## [Texto original]
Precariedad, emancipación tardía y un cambio cultural: por qué los jóvenes tienen cada vez menos hijos

Ha dado la vuelta a España y levantado polvareda a izquierda y derecha. El polémico discurso de la escritora Ana Iris Simón ante el presidente Pedro Sánchez sigue dando que hablar sobre algunos temas que parecen estar lejos de resolverse, entre ellos el valor de la familia, la despoblación rural o la natalidad. Simón, de 29 años, comparó la vida que tenían las anteriores generaciones de jóvenes con la actual y apuntó a los motivos económicos como obstáculo que les está impidiendo tener hijos. Un diagnóstico que se repite con frecuencia a la hora de analizar este fenómeno complejo. La caída de la natalidad no es exclusiva de España, ni mucho menos del año 2021, pero nuestro país sí es, junto a Ucrania y Malta, el que tiene en Europa menos nacimientos por mujer y una de las edades medias del primer hijo más tardías del mundo. ¿Qué hay detrás? ¿Sirve únicamente la renta de los jóvenes para explicarlo? ¿Por qué no tenemos hijos?

La respuesta no es única y apunta a un cúmulo de factores sociales, culturales, políticos y económicos que las expertas estudian desde hace años en el marco del debate sobre el llamado 'reto demográfico'. No es algo nuevo; la caída de la natalidad es generalizada en todo el continente desde los años 60, pero lo cierto es que el caso español es uno de los singulares, con una bajada mucho más pronunciada que el resto. España, junto a apenas una docena de países del mundo, forma parte del grupo de los que están por debajo de la llamada lowest-low-fertility (un umbral marcado por los demógrafos en 1,3 hijos por mujer), cifra a la que llegamos ya en 1991. También tenemos una de las edades medias para tener el primer hijo más tardías del mundo: en los últimos 40 años ha escalado desde los 25,1 a los 31,1 años. El problema podría acentuarse además con la pandemia de COVID-19, ya que a pesar del leve repunte del pasado marzo, la natalidad mantiene su desplome.

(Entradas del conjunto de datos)
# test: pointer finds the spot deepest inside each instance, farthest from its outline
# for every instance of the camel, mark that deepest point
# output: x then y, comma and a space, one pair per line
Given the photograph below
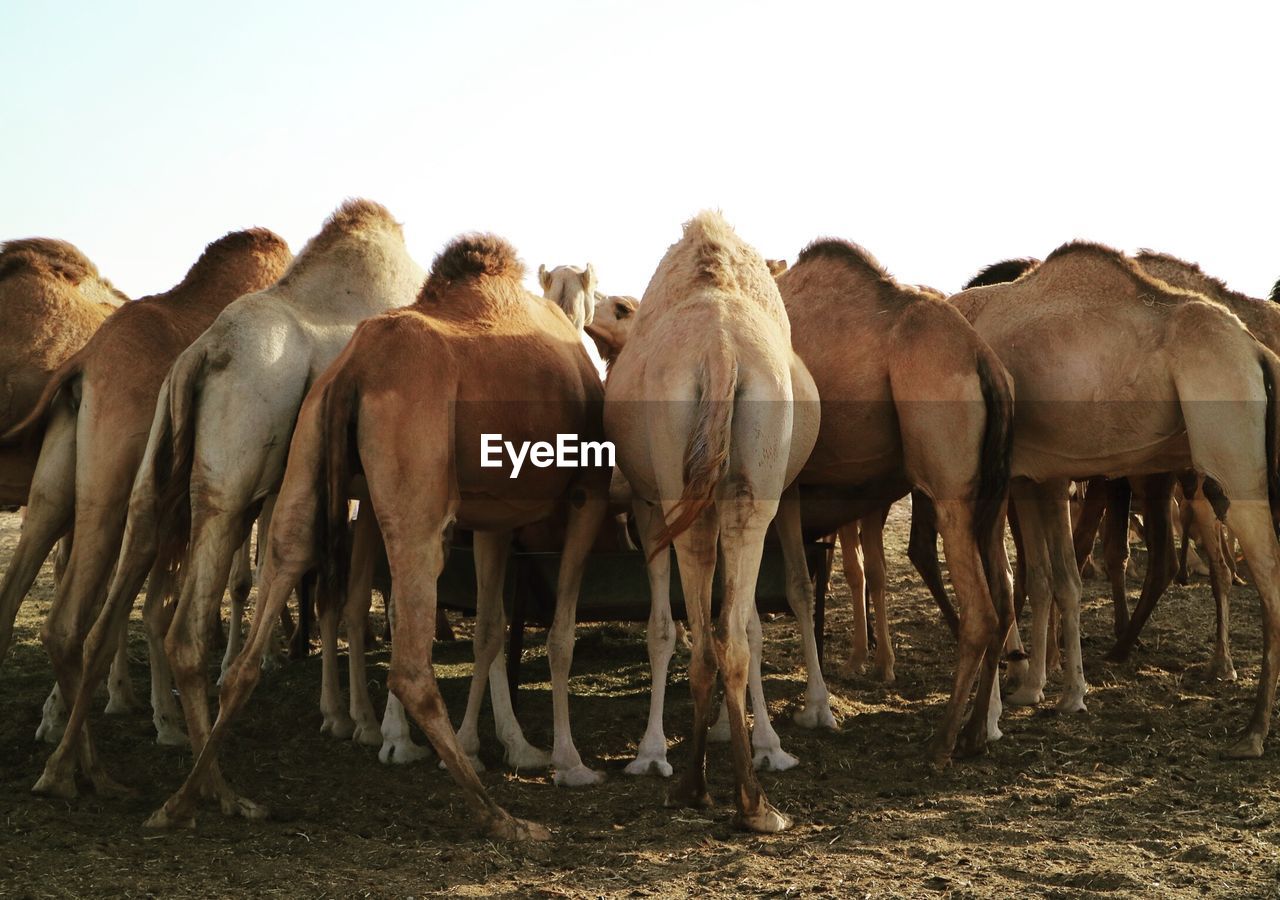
97, 406
53, 300
1116, 374
424, 384
219, 438
923, 405
572, 289
568, 288
713, 415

## [Tareas]
A. Según el texto sobre la caída de la natalidad, ¿en qué año llegó España a la cifra de 1,3 hijos por mujer?
B. Reanuda el texto sobre la caída de la natalidad justo después de su última oración.
Los ítems no hacen falta para resolver nada de lo que aquí se pide.

## [Respuestas esperadas]
A. En 1991.

B.
Los cambios en la escala de valores y prioridades, una menor presión social o el aumento generalizado de los niveles de educación suelen nombrarse como causas, que se unen a las dificultades de conciliación y los motivos económicos. Entre estos últimos, no es la renta per cápita el único elemento, y de hecho los datos apuntan a que no existe una correlación directa entre esta variable y la fecundidad: no necesariamente a más dinero disponible se tienen más hijos, ni tampoco al revés. Pero tras los factores económicos se esconde toda una amalgama de condicionantes. Algunos son más cuantificables que otros. “La asociación entre renta y fecundidad es compleja; a nivel mundial, en general, a mayor nivel de desarrollo económico y social, menor tasa de fecundidad, pero una vez alcanzado cierto grado de prosperidad, influyen otros factores”, resume Teresa Castro Martín, socióloga y experta en demografía del Centro de Ciencias Humanas y Sociales del CSIC.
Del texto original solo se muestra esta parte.